TASK: What do the entries below say? Restate them word for word.

INFORMATION PROVIDED:
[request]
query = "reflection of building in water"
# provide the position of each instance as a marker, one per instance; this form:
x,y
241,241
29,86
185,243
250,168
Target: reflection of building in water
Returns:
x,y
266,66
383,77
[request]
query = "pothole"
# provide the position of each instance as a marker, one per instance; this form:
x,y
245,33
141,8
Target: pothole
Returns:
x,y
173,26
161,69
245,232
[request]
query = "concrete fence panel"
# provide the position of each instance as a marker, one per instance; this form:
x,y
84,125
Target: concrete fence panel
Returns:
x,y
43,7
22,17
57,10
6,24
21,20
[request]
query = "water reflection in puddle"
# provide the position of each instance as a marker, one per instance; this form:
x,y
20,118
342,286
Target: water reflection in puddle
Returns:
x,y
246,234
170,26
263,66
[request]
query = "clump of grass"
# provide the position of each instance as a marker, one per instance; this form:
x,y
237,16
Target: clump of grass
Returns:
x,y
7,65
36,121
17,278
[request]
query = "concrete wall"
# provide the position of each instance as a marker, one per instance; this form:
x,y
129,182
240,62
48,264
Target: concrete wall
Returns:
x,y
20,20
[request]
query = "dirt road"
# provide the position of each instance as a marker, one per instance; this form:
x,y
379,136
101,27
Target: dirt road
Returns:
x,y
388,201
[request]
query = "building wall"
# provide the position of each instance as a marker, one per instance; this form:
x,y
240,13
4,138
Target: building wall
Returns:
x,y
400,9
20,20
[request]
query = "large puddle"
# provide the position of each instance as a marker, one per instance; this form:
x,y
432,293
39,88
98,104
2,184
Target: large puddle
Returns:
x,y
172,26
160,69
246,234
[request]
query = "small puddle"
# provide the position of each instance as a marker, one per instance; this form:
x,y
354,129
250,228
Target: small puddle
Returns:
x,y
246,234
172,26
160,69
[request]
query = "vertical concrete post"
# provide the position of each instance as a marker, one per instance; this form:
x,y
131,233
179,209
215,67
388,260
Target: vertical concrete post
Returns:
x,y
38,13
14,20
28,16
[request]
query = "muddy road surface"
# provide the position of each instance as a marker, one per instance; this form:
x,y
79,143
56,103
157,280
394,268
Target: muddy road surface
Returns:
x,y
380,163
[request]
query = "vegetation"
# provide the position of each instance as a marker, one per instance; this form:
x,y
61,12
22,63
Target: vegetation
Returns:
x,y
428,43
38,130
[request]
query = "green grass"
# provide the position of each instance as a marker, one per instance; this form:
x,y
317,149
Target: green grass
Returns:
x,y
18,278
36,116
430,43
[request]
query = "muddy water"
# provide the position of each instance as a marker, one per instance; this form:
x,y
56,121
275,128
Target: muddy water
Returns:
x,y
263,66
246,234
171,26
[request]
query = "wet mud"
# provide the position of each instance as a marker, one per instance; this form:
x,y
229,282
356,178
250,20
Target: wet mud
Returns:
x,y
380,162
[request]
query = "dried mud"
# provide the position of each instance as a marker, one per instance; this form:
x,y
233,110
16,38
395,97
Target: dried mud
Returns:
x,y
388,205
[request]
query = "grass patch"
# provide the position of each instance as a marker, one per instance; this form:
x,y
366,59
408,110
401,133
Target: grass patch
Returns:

OUTPUT FOR THIS EXERCISE:
[request]
query = "reflection of building in water"
# provide the position of each instance as a marker, one per instance; this form:
x,y
241,241
29,86
185,243
250,168
Target: reflection of building in water
Returns:
x,y
266,66
383,77
[request]
query = "pothole"
# provide the position of each instance as a marker, one per instance; this form:
x,y
245,33
141,8
Target: pothole
Returns:
x,y
173,26
161,69
245,232
[request]
query = "concrete fence panel"
# provide the position of each instance as a marker, one per instance; this form:
x,y
84,125
Target: concrete fence panel
Returns:
x,y
43,7
22,17
57,10
6,24
21,20
[request]
query = "water reflection in puddle"
# provide the position of each instance as a marker, one per instance; this form:
x,y
20,118
342,286
Target: water reflection in puddle
Returns:
x,y
246,234
170,26
263,66
[request]
query = "clump of grass"
# provide the position of each instance as a marker, one per instance; this form:
x,y
237,16
Target: clump of grass
Returns:
x,y
7,65
36,121
17,278
[request]
query = "concrete wall"
# provide the position of each instance as a marker, one per instance; this form:
x,y
129,182
240,62
48,264
Target: concrete wall
Returns:
x,y
20,20
[request]
query = "dirt road"
# provide the position of each instance as a marker, one per instance; this form:
x,y
379,136
101,27
Target: dirt road
Returns:
x,y
388,201
[request]
query = "building wall"
# provide the position of each instance as a marker, one per instance; this form:
x,y
240,13
4,138
Target: building wall
Returns:
x,y
400,9
20,20
[request]
query = "large puddle"
# provide the position of each instance as a marker, one per instance; this form:
x,y
432,293
39,88
98,104
2,184
Target: large puddle
Returns:
x,y
172,26
160,69
246,234
[request]
query = "small puddle"
# provide the position of each instance as a marker, one per instance; this form:
x,y
354,129
250,228
Target: small puddle
Returns:
x,y
246,234
172,26
160,69
[request]
query = "vertical concrete post"
# provide the position of each instance as a marker, one per instance; this form:
x,y
131,233
179,209
215,67
388,260
Target: vertical concrete post
Returns:
x,y
38,13
14,20
28,16
[request]
query = "muddy road surface"
# provide the position of each instance as a marker, one per instance; this form:
x,y
79,143
56,103
157,280
394,268
Target: muddy road surface
Returns:
x,y
380,163
[request]
query = "vegetation"
# provide the position of each instance as a marker, one per instance; this form:
x,y
61,12
22,63
Target: vegetation
Returns:
x,y
428,43
38,130
[request]
query = "green grass"
# provide the position of each instance as a marker, one per instance; this form:
x,y
317,149
Target: green grass
Returns:
x,y
18,278
36,116
430,43
[request]
query = "muddy water"
# provide the position of each instance as a marker, one per instance; this form:
x,y
56,121
275,128
Target: muddy water
Returns:
x,y
263,66
246,234
171,26
[request]
query = "wet mud"
# provide the position of each instance as a marker, one per instance; this form:
x,y
229,282
356,178
250,20
Target: wet mud
Returns:
x,y
380,162
[request]
query = "dried mud"
# provide the position of each instance as a marker, one per instance; this form:
x,y
233,110
16,38
395,97
Target: dried mud
Returns:
x,y
388,205
[request]
query = "grass patch"
# provide the position of each instance as a marker, one per instance; this form:
x,y
366,59
408,110
401,133
Target: grass patch
Returns:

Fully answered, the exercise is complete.